**EXERCISE:** Collect and copy out every line in the items below that contains the string "stone". Case counts, so match only that exact capitalization.

**** DATASET ROWS ****

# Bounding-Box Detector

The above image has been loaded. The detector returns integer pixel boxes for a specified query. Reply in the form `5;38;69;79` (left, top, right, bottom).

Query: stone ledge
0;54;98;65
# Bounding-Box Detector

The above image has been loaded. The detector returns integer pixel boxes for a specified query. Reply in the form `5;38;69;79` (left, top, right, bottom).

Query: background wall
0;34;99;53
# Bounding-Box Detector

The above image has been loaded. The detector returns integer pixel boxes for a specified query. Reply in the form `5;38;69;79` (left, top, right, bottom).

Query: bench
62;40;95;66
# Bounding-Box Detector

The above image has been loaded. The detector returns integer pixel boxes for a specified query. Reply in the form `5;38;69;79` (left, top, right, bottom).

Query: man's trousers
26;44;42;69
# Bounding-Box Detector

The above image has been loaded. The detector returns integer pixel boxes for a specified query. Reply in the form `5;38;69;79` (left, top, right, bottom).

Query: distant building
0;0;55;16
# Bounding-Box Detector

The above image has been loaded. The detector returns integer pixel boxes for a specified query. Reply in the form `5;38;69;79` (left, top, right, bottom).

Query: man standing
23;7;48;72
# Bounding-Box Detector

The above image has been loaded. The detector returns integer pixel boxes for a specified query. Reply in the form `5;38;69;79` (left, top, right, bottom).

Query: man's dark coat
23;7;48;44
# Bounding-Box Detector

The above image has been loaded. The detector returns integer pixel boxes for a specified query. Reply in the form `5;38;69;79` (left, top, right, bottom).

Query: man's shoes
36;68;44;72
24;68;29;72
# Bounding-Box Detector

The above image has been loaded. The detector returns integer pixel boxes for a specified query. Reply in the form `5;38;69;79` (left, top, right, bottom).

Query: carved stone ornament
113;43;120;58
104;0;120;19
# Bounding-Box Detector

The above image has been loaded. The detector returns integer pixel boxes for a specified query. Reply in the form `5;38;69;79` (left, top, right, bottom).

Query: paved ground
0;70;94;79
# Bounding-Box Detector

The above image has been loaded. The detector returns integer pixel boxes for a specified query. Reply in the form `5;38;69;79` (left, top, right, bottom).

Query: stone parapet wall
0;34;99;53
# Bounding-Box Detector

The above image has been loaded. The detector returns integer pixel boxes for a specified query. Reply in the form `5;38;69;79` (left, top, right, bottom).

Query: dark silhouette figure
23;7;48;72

****

**PROBLEM SOLUTION:**
Query: stone ledge
Query: carved stone ornament
Query: stone parapet wall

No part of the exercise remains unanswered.